**GIVEN REQUEST:**
Below is a listing; reproduce each line of it exactly.

** Start DATA TO USE **

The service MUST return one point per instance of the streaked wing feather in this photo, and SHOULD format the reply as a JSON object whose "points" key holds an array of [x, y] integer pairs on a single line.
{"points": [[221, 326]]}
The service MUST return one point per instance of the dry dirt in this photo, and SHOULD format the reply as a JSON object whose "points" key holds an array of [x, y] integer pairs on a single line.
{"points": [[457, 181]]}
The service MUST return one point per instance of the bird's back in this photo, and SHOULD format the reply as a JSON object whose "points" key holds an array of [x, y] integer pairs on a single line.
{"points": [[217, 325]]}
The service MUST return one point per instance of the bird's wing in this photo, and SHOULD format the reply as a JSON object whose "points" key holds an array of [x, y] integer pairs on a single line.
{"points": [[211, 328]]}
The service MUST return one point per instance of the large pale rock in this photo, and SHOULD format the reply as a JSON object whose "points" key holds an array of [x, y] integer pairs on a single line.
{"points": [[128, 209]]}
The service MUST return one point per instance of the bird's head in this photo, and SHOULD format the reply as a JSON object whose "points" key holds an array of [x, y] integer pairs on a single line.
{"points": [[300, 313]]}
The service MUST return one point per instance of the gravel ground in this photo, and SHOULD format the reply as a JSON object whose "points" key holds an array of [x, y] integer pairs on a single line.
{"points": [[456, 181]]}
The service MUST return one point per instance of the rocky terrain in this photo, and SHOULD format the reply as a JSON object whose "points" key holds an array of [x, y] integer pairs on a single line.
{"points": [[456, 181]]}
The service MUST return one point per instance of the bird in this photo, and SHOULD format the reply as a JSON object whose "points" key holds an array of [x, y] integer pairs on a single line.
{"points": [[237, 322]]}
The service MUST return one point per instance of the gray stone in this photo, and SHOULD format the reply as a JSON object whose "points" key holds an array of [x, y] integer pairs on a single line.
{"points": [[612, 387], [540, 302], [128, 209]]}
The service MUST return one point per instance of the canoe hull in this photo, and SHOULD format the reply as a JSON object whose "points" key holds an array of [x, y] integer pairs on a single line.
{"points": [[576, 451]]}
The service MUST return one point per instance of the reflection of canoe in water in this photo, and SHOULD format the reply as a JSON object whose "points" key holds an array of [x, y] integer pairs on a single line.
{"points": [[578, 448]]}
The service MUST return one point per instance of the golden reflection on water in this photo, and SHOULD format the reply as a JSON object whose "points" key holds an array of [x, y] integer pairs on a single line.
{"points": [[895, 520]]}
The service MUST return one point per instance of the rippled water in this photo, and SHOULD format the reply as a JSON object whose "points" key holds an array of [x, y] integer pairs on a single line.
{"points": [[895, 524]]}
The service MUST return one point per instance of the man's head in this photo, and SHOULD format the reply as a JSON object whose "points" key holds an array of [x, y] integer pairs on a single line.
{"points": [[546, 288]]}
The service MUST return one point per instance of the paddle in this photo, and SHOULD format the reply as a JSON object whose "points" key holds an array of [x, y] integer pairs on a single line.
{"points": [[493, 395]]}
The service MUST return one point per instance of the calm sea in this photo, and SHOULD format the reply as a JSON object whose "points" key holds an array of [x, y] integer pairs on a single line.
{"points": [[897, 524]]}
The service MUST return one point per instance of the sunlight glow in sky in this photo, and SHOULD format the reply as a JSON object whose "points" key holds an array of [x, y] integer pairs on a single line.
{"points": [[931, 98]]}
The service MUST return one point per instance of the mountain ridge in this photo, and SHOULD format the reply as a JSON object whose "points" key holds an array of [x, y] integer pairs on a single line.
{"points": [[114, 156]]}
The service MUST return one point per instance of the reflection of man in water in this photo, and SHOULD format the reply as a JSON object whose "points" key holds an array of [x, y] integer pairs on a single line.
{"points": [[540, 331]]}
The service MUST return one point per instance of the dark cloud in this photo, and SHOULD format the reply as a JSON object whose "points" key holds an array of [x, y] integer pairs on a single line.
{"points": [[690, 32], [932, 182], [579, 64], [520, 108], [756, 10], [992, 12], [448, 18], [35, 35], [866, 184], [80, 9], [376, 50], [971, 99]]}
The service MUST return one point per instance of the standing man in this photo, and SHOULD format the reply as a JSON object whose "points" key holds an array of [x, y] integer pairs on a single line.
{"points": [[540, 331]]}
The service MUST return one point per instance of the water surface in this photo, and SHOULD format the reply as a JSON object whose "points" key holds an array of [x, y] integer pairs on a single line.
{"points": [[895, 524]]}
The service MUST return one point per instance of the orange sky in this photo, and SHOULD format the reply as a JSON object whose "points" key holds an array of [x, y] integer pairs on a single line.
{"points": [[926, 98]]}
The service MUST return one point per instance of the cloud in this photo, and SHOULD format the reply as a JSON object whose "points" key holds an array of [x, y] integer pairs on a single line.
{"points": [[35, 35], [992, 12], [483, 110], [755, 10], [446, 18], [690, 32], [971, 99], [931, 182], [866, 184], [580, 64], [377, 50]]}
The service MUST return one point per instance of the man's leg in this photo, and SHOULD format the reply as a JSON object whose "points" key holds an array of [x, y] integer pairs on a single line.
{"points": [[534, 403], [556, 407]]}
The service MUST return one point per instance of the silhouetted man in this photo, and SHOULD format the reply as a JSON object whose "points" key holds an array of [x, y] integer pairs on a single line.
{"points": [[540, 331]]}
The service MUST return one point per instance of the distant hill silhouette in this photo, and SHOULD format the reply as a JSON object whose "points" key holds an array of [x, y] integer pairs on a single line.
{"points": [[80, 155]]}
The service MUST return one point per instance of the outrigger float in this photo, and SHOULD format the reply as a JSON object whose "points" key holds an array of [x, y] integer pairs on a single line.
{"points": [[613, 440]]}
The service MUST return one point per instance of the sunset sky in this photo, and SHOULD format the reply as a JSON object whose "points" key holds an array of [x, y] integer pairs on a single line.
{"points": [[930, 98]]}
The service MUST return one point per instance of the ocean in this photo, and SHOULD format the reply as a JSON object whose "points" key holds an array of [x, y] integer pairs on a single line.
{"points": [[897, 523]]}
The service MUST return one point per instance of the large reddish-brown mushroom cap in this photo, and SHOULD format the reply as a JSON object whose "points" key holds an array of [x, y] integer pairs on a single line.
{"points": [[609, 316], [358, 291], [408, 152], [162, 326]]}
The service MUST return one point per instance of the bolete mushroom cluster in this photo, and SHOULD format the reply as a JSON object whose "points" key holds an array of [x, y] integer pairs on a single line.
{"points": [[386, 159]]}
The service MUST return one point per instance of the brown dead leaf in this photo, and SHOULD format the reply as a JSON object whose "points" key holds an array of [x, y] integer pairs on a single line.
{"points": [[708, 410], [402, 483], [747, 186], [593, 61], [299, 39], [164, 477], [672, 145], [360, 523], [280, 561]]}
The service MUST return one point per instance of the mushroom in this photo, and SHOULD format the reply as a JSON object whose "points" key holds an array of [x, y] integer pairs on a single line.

** End DATA TO USE **

**CORRECT OUTPUT:**
The service MUST return one point per instance of the streaked wing feather in this photo, and SHOULD format the reply as a JSON object whose "points" key holds an array of [x, y] integer pairs on a single line.
{"points": [[221, 326]]}
The service MUST return one point per instance of the dry dirt in this photo, and SHOULD format the reply as a JSON object whose "points" key holds an array of [x, y] integer pairs on a single line.
{"points": [[457, 181]]}
The service MUST return one point per instance of the bird's back in this photo, and SHOULD format the reply as a JSON object whose "points" key holds an array of [x, y] integer pairs on a single line.
{"points": [[217, 325]]}
The service MUST return one point per instance of the bird's wing in this photo, and SHOULD format the reply as a JSON object whose "points" key holds an array of [x, y] integer pairs on a single line.
{"points": [[211, 328]]}
The service MUST return one point per instance of the large pale rock in this photo, and SHOULD format the reply as a JSON object whose "points" key holds an array of [x, y] integer pairs on a single line.
{"points": [[128, 209]]}
The service MUST return one point per instance of the bird's head in this photo, and SHOULD format the reply as a JSON object whose "points" key holds an array of [x, y] integer pairs on a single line.
{"points": [[300, 313]]}
The service MUST return one point per instance of the gravel ground in this photo, and SHOULD format the reply as a JSON object whose "points" key holds an array of [x, y] integer pairs on a single line.
{"points": [[456, 181]]}
The service MUST return one point per instance of the rocky terrain in this photo, and SHOULD format the reply as a JSON object whose "points" key holds an array of [x, y] integer pairs on a single line.
{"points": [[456, 181]]}
The service MUST return one point per instance of the bird in this photo, and SHOULD format the reply as a JSON object whose "points" key holds an array of [x, y] integer pairs on a single line.
{"points": [[237, 322]]}
The service MUST return one point per instance of the gray stone in this photo, and SHOULD format the reply as a JSON object whose "points" key holds an array of [x, y] integer pairs on a single line.
{"points": [[612, 387], [540, 302], [128, 209]]}
The service MUST return one point per instance of the canoe hull in this photo, and SHOULD format the reply as a JSON object whose "points" key holds an array of [x, y] integer pairs on a single line.
{"points": [[576, 451]]}
The service MUST return one point per instance of the reflection of canoe in water in this photo, and SHOULD format the reply as a JSON object whose "points" key holds an array of [x, y] integer pairs on a single line.
{"points": [[578, 448]]}
The service MUST return one point per instance of the golden reflection on water in this photo, and SHOULD format the reply as a JSON object whose "points" key holds an array of [x, y] integer pairs on a single line.
{"points": [[895, 520]]}
The service MUST return one point per instance of the rippled water in this photo, and SHOULD format the reply as a JSON object whose "points" key holds an array of [x, y] integer pairs on a single line.
{"points": [[895, 524]]}
The service MUST return one point per instance of the man's head in this photo, and SHOULD format the reply as a JSON object whose "points" key holds an array of [x, y] integer pairs on a single line.
{"points": [[546, 288]]}
The service MUST return one point per instance of the paddle in this photo, and SHOULD format the reply as a JSON object whose "points" key holds an array of [x, y] integer pairs on a single line.
{"points": [[493, 395]]}
The service MUST return one point per instance of the calm sea in this photo, and SHOULD format the reply as a JSON object whose "points" key holds an array of [x, y] integer pairs on a single line.
{"points": [[897, 524]]}
The service MUST return one point per instance of the sunlight glow in sky in this photo, and SHOULD format the reply as a JSON object whose "points" key holds an array of [x, y] integer pairs on a single line.
{"points": [[931, 98]]}
The service MUST return one point per instance of the mountain ridge in this photo, and SHOULD format the reply as a JSON object whose "points" key holds an array of [x, y] integer pairs on a single line.
{"points": [[114, 156]]}
The service MUST return one point per instance of the reflection of man in water in this photo, and SHOULD format the reply as a JSON object whose "points" key holds an array of [x, y] integer pairs on a single line.
{"points": [[540, 331]]}
The service MUST return one point per instance of the dark cloud in this photo, and SHOULD format the reply as a JSON object whose "points" key holds an array of [x, y] integer pairs on a single line.
{"points": [[690, 32], [932, 182], [579, 64], [520, 108], [756, 10], [992, 12], [448, 18], [35, 35], [866, 184], [80, 9], [376, 50], [971, 99]]}
The service MUST return one point per instance of the standing man in this photo, and SHOULD format the reply as a JSON object whose "points" key holds an array of [x, y] integer pairs on a single line.
{"points": [[540, 331]]}
The service MUST return one point per instance of the water surface in this photo, and SHOULD format the reply as a JSON object whose "points" key holds an array of [x, y] integer pairs on a single line.
{"points": [[895, 524]]}
The service MUST return one point per instance of the orange sky in this photo, and SHOULD format the reply as a JSON object whose "points" key holds an array of [x, y] integer pairs on a single line.
{"points": [[926, 98]]}
The service MUST return one point per instance of the cloud in this photo, and SHOULD format the reply as a JSON object whose "points" key holds an array of [x, y] integer pairs on a single line.
{"points": [[35, 35], [992, 12], [483, 110], [755, 10], [446, 18], [690, 32], [971, 99], [931, 182], [866, 184], [580, 64], [377, 50]]}
The service MUST return one point per instance of the man's leg in this photo, and SHOULD format the reply as a JSON object whose "points" key holds an array of [x, y] integer pairs on a single line.
{"points": [[534, 403], [556, 407]]}
The service MUST return one point per instance of the silhouetted man in this photo, and SHOULD format the reply as a JSON object whose "points" key holds an array of [x, y] integer pairs on a single line.
{"points": [[540, 331]]}
The service MUST return one point per instance of the distant hill silhouette in this photo, and SHOULD format the reply as a JSON object whose "points" key holds an array of [x, y] integer pairs on a single line.
{"points": [[80, 155]]}
The service MUST return one point per instance of the outrigger float in this photo, and SHOULD format the reply as a JSON object whose "points" key holds an array of [x, y] integer pairs on a single line.
{"points": [[613, 440]]}
The service MUST return one point per instance of the sunset sky in this photo, and SHOULD format the reply as a JSON object whose "points" key holds an array of [x, y] integer pairs on a single line.
{"points": [[930, 98]]}
The service MUST return one point per instance of the ocean in this photo, and SHOULD format the reply as a JSON object whose "points" key holds an array of [x, y] integer pairs on a single line.
{"points": [[897, 523]]}
The service MUST return one point per instance of the large reddish-brown mushroom cap in this photo, and SHOULD format the reply as a JSON object whose "points" key holds an array of [x, y] integer pairs on a single line.
{"points": [[609, 316], [358, 291], [408, 152], [162, 326]]}
The service MUST return one point per instance of the bolete mushroom cluster in this photo, and SHOULD format the reply as a JSON object whose "points" key holds an array of [x, y] integer pairs on a single line.
{"points": [[386, 159]]}
The service MUST return one point per instance of the brown dead leaf in this photo, and SHOULD format the reply as a JSON object whose "points" key holds an array of [x, y] integer pairs on a single line.
{"points": [[708, 410], [402, 483], [747, 186], [593, 61], [299, 39], [164, 477], [672, 145], [360, 523], [280, 561]]}
The service MUST return one point per instance of the mushroom in this photo, and SHOULD format the reply as a JSON object whose "points" key holds an array of [x, y] integer pairs on a single line.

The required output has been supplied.